# [作業指示]
1) 次の(a)〜(c)は、医療判決紹介の文章の内容と合っていますか。それぞれ「はい」か「いいえ」で答え、判断の決め手となる本文の言葉をそのまま引用してください。
(a) 今回は最高裁判決と高等裁判所判決が選ばれている。
(b) No.14とNo.17の最高裁判決は、どちらも平成12年9月22日の最高裁判決を引用している。
(c) 平成12年判決は、因果関係が証明されない場合、医師は損害賠償責任を一切負わないと判断した。
2) 医療判決紹介の文章のうち、「選択の視点【No.16、17】」を含む箇所から書き始め、「を負う」との判断をしました。」で終わるまでを、一字一句変えずに書き写してください。
3) 医療判決紹介の文章を、最後の文の後から書き継いでください。

# [提供テキスト]
——————————

医療判決紹介:最新記事

選択の視点【No.16、17】

(1)最高裁判所のホームページで紹介されている判決から、今回は「死亡した癌患者の延命の可能性」が争点となっている最高裁判決と高等裁判所判決を選びました。

(2)前回ご紹介したNo.14の最高裁判決と、今回ご紹介するNo.17の最高裁判決の両方が、平成12年9月22日の最高裁判決を引用しています。そこで、この平成12年最高裁判決についてもここで簡単にご紹介します。

医師の過失は認められるけれども、患者の死亡等との間の因果関係が立証されない場合に、医師に何らかの損害賠償責任(裏返せば患者の救済)が認められないかという問題が、いわゆる「期待権侵害論」「治療機会喪失論」などとして議論されてきました。

そして、平成12年判決は、「医師が過失により医療水準にかなった医療を行わなかったことと、患者の死亡との間の因果関係は証明されないけれども、右医療が行われていたならば患者がその死亡の時点において、なお生存していた相当程度の可能性が証明される場合には、医師は、患者が右可能性を侵害されたことによって被った損害を賠償すべき不法行為責任を負う」との判断をしました。

——————————

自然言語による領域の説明
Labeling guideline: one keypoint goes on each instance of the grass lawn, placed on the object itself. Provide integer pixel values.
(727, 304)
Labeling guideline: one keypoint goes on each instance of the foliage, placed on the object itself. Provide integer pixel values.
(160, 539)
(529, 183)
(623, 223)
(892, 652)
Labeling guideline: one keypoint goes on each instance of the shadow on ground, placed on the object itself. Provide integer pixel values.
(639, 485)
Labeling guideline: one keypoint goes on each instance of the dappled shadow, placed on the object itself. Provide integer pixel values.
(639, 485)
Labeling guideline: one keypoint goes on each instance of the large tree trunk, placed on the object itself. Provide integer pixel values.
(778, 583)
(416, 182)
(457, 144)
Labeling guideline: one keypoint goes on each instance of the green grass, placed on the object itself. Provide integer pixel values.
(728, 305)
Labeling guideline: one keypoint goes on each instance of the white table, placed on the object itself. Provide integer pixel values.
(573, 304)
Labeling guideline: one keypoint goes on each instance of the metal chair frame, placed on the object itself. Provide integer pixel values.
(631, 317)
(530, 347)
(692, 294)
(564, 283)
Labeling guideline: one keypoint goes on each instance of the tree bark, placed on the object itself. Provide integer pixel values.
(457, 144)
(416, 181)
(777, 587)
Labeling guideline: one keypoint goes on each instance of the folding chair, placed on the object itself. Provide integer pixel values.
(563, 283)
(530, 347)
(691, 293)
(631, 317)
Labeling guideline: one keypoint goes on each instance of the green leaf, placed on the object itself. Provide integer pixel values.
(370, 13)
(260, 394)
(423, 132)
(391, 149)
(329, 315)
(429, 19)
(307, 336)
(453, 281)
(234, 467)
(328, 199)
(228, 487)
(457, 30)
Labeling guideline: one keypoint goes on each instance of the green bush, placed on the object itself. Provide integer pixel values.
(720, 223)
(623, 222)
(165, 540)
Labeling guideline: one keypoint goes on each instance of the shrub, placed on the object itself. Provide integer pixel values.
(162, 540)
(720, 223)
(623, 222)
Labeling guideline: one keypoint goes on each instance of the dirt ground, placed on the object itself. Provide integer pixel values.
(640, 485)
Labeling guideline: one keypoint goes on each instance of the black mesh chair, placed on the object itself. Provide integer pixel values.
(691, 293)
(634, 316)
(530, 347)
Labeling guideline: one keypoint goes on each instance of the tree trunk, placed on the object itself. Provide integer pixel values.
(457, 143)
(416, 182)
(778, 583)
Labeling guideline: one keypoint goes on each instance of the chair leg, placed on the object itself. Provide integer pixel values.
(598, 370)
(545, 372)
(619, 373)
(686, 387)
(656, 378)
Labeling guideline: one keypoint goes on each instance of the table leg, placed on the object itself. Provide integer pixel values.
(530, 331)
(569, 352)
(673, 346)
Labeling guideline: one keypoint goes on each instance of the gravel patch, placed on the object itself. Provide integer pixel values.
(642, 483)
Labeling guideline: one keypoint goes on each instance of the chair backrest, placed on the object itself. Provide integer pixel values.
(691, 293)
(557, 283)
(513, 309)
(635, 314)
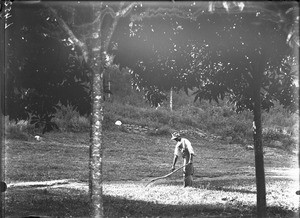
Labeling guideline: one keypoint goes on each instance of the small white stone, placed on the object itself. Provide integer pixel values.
(118, 123)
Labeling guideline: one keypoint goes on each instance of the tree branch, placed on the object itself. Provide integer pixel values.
(69, 32)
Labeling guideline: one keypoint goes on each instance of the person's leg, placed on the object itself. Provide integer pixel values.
(188, 171)
(188, 175)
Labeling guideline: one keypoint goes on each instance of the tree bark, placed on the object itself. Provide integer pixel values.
(258, 147)
(171, 99)
(95, 163)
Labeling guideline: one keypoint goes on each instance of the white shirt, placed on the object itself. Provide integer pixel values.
(184, 147)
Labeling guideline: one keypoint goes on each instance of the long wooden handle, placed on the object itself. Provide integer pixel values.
(165, 176)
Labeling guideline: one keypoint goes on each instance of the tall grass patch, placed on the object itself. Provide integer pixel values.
(68, 119)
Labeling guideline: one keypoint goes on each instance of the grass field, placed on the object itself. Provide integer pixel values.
(224, 183)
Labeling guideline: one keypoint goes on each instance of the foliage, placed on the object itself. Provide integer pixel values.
(68, 118)
(41, 71)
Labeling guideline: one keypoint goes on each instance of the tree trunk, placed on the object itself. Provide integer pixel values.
(171, 99)
(258, 147)
(95, 164)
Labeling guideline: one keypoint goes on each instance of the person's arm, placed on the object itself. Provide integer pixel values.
(191, 158)
(174, 162)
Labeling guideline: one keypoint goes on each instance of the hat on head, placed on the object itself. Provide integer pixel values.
(175, 135)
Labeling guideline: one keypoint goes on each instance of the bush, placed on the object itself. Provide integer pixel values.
(16, 130)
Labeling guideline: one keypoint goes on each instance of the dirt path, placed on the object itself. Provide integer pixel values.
(271, 173)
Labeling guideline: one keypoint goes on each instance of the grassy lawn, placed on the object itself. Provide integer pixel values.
(224, 178)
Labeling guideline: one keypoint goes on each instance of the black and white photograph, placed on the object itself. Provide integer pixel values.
(149, 109)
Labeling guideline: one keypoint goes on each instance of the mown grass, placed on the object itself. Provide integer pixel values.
(224, 178)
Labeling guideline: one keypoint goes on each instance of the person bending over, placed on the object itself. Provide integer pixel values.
(184, 148)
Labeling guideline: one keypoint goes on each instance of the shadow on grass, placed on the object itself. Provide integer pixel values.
(74, 203)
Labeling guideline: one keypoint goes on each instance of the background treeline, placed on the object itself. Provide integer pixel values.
(129, 105)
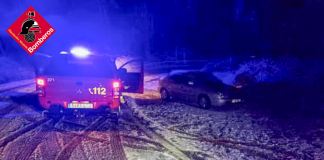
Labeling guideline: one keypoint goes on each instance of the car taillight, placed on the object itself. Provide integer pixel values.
(116, 86)
(40, 82)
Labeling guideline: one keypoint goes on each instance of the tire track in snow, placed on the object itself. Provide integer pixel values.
(29, 146)
(68, 149)
(5, 140)
(115, 143)
(158, 138)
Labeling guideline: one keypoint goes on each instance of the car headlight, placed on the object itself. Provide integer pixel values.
(80, 52)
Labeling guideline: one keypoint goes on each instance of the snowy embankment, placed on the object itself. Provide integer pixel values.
(230, 133)
(11, 71)
(237, 132)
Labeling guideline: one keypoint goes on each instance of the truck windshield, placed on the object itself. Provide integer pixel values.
(73, 68)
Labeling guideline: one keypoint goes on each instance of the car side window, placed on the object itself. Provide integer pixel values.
(184, 79)
(174, 78)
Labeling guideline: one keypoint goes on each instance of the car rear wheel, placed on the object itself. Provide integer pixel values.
(165, 95)
(204, 102)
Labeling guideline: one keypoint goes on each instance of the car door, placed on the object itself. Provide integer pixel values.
(187, 88)
(173, 85)
(131, 75)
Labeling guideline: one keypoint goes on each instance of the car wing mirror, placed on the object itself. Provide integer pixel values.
(122, 71)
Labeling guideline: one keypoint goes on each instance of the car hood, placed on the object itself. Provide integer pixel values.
(228, 90)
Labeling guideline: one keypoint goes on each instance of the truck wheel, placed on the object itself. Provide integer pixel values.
(204, 102)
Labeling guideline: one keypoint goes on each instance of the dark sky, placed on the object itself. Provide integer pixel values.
(210, 28)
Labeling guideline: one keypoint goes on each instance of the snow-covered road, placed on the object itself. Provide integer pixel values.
(153, 129)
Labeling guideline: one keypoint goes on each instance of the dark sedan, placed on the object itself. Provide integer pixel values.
(201, 88)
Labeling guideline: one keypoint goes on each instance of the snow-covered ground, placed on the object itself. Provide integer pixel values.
(230, 133)
(219, 133)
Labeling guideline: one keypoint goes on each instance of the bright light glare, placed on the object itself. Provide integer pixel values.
(80, 52)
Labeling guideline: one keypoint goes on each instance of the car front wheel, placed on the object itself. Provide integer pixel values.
(204, 102)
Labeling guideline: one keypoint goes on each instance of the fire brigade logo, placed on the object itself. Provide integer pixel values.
(30, 30)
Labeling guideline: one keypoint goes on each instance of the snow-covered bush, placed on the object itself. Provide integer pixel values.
(266, 70)
(13, 71)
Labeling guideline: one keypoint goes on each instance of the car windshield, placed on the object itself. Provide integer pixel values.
(74, 68)
(206, 78)
(183, 79)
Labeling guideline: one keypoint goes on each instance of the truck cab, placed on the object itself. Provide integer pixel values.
(66, 84)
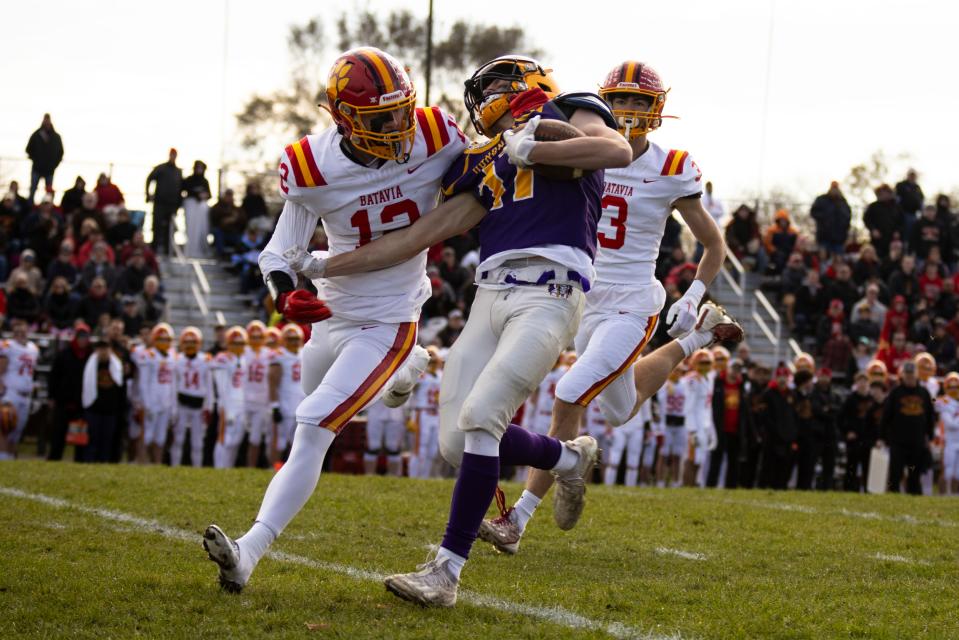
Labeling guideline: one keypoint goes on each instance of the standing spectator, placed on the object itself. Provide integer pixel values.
(908, 424)
(832, 215)
(96, 303)
(73, 197)
(853, 425)
(871, 300)
(59, 307)
(28, 267)
(22, 303)
(778, 426)
(108, 194)
(63, 266)
(166, 200)
(67, 393)
(196, 211)
(102, 381)
(121, 232)
(910, 197)
(729, 416)
(151, 304)
(928, 232)
(780, 240)
(885, 219)
(45, 149)
(253, 203)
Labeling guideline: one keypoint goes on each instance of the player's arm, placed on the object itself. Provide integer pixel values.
(707, 232)
(455, 216)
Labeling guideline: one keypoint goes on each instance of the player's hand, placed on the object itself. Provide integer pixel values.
(681, 317)
(302, 261)
(302, 307)
(520, 143)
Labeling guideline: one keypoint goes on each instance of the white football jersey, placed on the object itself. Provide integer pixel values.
(156, 377)
(699, 402)
(427, 394)
(290, 393)
(193, 377)
(229, 372)
(357, 205)
(256, 383)
(21, 362)
(636, 202)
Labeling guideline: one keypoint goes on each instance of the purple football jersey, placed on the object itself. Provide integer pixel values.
(527, 209)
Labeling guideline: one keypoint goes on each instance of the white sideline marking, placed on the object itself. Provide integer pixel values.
(865, 515)
(688, 555)
(555, 615)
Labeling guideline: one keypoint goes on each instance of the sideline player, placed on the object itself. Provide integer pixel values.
(426, 404)
(157, 389)
(286, 388)
(229, 372)
(533, 273)
(21, 355)
(377, 170)
(623, 307)
(194, 391)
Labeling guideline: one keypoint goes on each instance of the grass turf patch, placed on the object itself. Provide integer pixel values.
(683, 563)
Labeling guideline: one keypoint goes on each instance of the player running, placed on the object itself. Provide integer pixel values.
(194, 392)
(376, 171)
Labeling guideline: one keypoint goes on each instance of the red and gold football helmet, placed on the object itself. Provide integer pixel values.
(161, 337)
(518, 73)
(636, 78)
(236, 340)
(366, 91)
(190, 341)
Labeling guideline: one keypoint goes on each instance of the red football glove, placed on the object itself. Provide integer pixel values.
(302, 307)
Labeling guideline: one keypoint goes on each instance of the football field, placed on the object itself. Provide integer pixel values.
(114, 551)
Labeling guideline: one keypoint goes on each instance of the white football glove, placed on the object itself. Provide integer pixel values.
(302, 261)
(682, 316)
(519, 144)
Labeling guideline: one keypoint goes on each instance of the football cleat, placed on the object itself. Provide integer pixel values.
(401, 385)
(502, 533)
(714, 319)
(570, 496)
(226, 554)
(432, 585)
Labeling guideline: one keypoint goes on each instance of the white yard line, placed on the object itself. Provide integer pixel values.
(555, 615)
(679, 553)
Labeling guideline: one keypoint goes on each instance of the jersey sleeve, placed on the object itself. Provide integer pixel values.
(684, 173)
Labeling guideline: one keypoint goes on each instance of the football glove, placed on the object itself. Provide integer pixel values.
(519, 144)
(302, 307)
(681, 317)
(302, 261)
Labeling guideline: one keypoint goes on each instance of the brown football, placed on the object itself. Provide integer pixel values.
(555, 131)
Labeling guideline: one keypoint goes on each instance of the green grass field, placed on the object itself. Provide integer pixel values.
(114, 551)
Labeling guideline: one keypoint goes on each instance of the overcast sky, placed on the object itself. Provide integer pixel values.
(124, 81)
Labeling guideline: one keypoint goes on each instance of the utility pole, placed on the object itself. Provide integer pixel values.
(429, 52)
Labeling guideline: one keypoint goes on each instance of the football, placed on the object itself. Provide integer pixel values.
(555, 131)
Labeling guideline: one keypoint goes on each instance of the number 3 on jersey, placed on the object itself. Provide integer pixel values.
(361, 219)
(617, 206)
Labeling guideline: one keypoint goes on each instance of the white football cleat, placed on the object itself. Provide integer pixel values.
(502, 533)
(570, 495)
(433, 585)
(714, 320)
(226, 554)
(401, 385)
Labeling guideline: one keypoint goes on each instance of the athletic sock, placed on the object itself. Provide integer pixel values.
(455, 562)
(289, 490)
(694, 340)
(524, 508)
(520, 447)
(472, 495)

——————————

# [回答]
1)
(a) はい。「最高裁判決と高等裁判所判決を選びました」
(b) はい。「両方が、平成12年9月22日の最高裁判決を引用しています」
(c) いいえ。「医師は、患者が右可能性を侵害されたことによって被った損害を賠償すべき不法行為責任を負う」

2)
選択の視点【No.16、17】

(1)最高裁判所のホームページで紹介されている判決から、今回は「死亡した癌患者の延命の可能性」が争点となっている最高裁判決と高等裁判所判決を選びました。

(2)前回ご紹介したNo.14の最高裁判決と、今回ご紹介するNo.17の最高裁判決の両方が、平成12年9月22日の最高裁判決を引用しています。そこで、この平成12年最高裁判決についてもここで簡単にご紹介します。

医師の過失は認められるけれども、患者の死亡等との間の因果関係が立証されない場合に、医師に何らかの損害賠償責任(裏返せば患者の救済)が認められないかという問題が、いわゆる「期待権侵害論」「治療機会喪失論」などとして議論されてきました。

そして、平成12年判決は、「医師が過失により医療水準にかなった医療を行わなかったことと、患者の死亡との間の因果関係は証明されないけれども、右医療が行われていたならば患者がその死亡の時点において、なお生存していた相当程度の可能性が証明される場合には、医師は、患者が右可能性を侵害されたことによって被った損害を賠償すべき不法行為責任を負う」との判断をしました。

3)
期待権侵害論や機会の喪失論をそのまま採用したわけではありませんが、「過失がなければ生存していた相当程度の可能性」が法によって保護されるべき利益であることを明らかにした画期的な判決といえます。

そして、平成12年判決は「死亡事案」における「不法行為責任」に関するものでしたが、No.14の判決は、死亡ではなく、「重大な後遺症事案」であり、また、No.17の判決は、不法行為責任ではなく、「診療契約上の債務不履行責任」の事案です。このように少し異なる事案でも、平成12年判決が引用され、これに沿った判断がなされています。

(3)No.16は、高裁判決ですが、一審の地裁判決も最高裁判所のホームページで公開されていましたので、両方を踏まえて、ご紹介します。なお、名古屋高裁に問い合わせたところ、この高裁判決は確定したそうです。